Minter, who says the only makeup she wears is lipstick and blush, took her cues from a range of glitter pigments, a "decadent and violent" red shade in particular. That was featured prominently in the photographer's large-scale contribution to the initiative, as well as on the tight T-shirts of the models/waiters who passed out bowls of ice cream to overheated attendees. Next up: chilled pomegranate mojitos at Kalman's West Village studio. The illustrator had taken a set of bold eye shadows and eyeliners as the inspiration for a portrait of a young woman from Russia who came to visit her recently. With a stainless-steel egg slicer in hand as a parting gift (not your usual goody bag offering), it was on to painter Richard Phillips' Chelsea space, where air-conditioning and a coveted time slot, after Tara Subkoff's auction at Deitch, brought out the late-night crowd in full force.

## [DATA ENTRIES]
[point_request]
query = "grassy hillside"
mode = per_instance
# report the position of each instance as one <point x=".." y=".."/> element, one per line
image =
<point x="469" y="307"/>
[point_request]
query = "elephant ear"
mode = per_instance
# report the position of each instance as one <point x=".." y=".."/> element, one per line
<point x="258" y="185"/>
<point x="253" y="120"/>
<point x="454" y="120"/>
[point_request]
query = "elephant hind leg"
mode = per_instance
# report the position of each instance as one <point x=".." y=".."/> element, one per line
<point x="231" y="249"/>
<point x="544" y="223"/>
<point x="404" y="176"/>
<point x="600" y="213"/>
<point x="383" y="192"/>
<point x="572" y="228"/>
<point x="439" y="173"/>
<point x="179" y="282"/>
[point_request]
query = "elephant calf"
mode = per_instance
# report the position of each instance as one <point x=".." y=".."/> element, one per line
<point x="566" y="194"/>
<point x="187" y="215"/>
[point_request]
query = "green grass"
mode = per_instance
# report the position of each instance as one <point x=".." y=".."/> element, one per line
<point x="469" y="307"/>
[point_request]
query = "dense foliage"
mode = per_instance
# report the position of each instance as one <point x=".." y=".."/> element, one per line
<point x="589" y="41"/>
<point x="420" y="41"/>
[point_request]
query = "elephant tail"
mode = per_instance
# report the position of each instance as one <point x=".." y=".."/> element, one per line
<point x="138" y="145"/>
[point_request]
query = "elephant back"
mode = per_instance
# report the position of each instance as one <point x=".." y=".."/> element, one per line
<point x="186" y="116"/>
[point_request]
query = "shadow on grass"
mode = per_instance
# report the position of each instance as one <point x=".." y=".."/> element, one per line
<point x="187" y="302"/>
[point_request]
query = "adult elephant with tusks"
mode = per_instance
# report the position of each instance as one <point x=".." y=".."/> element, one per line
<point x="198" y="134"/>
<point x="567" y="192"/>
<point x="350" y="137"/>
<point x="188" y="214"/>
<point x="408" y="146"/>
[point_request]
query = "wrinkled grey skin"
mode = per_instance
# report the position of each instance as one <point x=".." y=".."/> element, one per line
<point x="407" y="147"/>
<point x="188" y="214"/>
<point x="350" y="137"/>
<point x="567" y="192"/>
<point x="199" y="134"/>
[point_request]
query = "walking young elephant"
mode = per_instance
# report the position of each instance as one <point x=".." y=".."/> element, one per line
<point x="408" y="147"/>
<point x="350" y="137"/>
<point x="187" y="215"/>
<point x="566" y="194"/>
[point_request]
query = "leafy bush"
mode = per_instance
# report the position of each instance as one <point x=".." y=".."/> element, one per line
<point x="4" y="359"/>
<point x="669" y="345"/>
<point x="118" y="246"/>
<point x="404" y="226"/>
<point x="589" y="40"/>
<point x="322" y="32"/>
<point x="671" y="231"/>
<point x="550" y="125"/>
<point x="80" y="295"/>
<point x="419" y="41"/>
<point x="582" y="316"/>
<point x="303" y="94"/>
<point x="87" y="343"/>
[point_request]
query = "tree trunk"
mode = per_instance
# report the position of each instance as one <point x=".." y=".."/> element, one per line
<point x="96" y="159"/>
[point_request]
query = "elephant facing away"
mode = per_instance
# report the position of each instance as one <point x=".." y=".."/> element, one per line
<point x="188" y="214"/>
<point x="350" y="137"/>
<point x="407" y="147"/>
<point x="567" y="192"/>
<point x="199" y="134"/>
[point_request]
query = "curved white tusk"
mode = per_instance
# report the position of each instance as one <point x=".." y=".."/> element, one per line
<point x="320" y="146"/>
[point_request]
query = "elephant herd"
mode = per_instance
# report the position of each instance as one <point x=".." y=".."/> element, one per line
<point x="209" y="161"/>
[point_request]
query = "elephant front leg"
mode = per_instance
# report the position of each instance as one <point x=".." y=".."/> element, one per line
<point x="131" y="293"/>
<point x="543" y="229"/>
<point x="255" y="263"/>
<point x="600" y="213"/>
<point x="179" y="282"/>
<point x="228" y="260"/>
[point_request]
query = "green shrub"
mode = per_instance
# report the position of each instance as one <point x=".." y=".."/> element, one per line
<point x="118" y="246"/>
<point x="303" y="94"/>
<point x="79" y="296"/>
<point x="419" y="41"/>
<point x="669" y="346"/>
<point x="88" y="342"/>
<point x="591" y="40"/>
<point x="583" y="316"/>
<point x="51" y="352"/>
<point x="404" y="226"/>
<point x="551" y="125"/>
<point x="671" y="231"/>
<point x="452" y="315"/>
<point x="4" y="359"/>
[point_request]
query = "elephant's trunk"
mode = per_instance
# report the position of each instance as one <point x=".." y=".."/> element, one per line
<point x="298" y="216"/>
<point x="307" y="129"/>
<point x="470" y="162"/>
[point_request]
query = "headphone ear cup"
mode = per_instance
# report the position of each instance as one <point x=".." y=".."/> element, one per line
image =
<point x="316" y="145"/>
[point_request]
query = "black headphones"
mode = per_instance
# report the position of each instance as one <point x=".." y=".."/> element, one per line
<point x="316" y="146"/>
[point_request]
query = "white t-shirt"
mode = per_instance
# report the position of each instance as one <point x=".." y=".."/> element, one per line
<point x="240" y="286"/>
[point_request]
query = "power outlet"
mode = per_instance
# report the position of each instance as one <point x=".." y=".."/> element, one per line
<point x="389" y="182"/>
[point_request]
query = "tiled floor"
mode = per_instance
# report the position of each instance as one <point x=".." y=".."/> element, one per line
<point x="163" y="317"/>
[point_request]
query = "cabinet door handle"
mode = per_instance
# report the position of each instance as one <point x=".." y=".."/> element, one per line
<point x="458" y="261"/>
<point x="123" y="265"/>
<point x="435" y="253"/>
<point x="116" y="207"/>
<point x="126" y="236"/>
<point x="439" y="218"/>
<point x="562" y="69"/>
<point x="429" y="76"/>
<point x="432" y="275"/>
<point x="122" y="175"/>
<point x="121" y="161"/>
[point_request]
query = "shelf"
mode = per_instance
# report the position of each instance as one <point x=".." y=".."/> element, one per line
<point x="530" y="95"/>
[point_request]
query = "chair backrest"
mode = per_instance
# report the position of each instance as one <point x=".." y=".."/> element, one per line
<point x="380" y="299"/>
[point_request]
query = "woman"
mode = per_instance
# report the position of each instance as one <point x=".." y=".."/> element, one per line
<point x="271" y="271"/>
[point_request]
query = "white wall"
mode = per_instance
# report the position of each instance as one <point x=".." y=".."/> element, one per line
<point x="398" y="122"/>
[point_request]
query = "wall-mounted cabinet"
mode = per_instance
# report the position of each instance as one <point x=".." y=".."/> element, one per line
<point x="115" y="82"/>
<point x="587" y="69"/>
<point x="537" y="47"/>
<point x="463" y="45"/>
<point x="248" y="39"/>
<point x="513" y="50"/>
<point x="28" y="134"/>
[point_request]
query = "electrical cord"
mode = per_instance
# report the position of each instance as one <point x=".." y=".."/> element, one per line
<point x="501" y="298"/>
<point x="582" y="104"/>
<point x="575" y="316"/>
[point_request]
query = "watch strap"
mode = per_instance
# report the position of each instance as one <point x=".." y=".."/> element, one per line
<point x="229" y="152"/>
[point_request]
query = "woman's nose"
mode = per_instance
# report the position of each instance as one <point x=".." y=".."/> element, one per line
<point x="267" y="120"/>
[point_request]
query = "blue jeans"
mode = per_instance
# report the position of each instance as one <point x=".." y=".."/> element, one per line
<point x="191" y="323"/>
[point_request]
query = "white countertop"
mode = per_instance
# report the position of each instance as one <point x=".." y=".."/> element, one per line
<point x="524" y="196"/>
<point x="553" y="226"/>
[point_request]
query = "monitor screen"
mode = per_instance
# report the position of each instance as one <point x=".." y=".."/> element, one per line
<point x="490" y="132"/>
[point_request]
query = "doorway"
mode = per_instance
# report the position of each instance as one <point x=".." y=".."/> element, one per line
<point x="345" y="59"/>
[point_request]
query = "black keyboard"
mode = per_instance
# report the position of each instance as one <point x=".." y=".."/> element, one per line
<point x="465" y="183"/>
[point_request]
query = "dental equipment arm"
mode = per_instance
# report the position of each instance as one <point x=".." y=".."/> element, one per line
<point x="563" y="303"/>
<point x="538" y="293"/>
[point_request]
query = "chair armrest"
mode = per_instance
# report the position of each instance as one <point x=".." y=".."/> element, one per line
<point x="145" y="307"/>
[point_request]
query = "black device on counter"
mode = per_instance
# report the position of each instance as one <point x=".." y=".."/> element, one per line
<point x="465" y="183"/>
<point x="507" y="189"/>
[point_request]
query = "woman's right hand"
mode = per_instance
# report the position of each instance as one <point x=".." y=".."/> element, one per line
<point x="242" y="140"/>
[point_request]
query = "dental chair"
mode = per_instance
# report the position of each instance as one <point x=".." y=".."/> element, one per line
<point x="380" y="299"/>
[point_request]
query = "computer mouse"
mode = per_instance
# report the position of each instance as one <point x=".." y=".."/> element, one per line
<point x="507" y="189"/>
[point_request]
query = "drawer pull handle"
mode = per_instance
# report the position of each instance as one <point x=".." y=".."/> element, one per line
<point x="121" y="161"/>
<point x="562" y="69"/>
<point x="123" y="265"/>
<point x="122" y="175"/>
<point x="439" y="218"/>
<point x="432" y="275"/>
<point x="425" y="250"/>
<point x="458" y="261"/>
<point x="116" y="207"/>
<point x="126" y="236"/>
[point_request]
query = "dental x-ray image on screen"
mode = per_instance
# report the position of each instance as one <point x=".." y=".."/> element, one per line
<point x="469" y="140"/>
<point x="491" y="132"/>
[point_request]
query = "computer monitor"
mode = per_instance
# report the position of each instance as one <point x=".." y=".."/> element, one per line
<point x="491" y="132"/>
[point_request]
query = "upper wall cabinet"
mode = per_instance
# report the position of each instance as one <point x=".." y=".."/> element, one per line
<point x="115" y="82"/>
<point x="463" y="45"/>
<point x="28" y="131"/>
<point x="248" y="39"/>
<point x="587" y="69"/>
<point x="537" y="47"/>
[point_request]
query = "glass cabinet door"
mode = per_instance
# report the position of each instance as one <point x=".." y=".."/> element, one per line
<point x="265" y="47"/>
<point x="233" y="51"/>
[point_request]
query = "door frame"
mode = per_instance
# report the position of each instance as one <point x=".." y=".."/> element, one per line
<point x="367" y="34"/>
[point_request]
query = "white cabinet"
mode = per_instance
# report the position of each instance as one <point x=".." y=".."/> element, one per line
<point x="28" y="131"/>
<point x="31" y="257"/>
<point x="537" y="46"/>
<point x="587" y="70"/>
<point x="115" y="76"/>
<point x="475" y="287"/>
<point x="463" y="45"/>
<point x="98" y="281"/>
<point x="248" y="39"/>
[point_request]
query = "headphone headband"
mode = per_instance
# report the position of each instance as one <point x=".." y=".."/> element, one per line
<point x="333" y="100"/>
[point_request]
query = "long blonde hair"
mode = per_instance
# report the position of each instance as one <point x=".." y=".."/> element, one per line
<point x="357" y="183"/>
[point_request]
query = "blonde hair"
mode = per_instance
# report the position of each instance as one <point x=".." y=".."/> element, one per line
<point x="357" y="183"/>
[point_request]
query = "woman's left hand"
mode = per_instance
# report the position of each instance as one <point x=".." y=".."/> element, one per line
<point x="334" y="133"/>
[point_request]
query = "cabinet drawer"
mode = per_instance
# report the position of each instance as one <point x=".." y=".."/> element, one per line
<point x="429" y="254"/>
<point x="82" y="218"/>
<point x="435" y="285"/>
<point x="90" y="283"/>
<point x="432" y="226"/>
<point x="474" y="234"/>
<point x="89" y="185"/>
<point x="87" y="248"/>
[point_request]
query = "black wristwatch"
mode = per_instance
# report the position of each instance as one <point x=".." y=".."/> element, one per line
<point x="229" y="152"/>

## [TO BE DONE]
a: According to the passage, what is the only makeup Minter says she wears?
b: Quote the passage, starting at "Minter, who says" and ending at "in full force.".

## [EXERCISE SOLUTIONS]
a: Lipstick and blush.

b:
Minter, who says the only makeup she wears is lipstick and blush, took her cues from a range of glitter pigments, a "decadent and violent" red shade in particular. That was featured prominently in the photographer's large-scale contribution to the initiative, as well as on the tight T-shirts of the models/waiters who passed out bowls of ice cream to overheated attendees. Next up: chilled pomegranate mojitos at Kalman's West Village studio. The illustrator had taken a set of bold eye shadows and eyeliners as the inspiration for a portrait of a young woman from Russia who came to visit her recently. With a stainless-steel egg slicer in hand as a parting gift (not your usual goody bag offering), it was on to painter Richard Phillips' Chelsea space, where air-conditioning and a coveted time slot, after Tara Subkoff's auction at Deitch, brought out the late-night crowd in full force.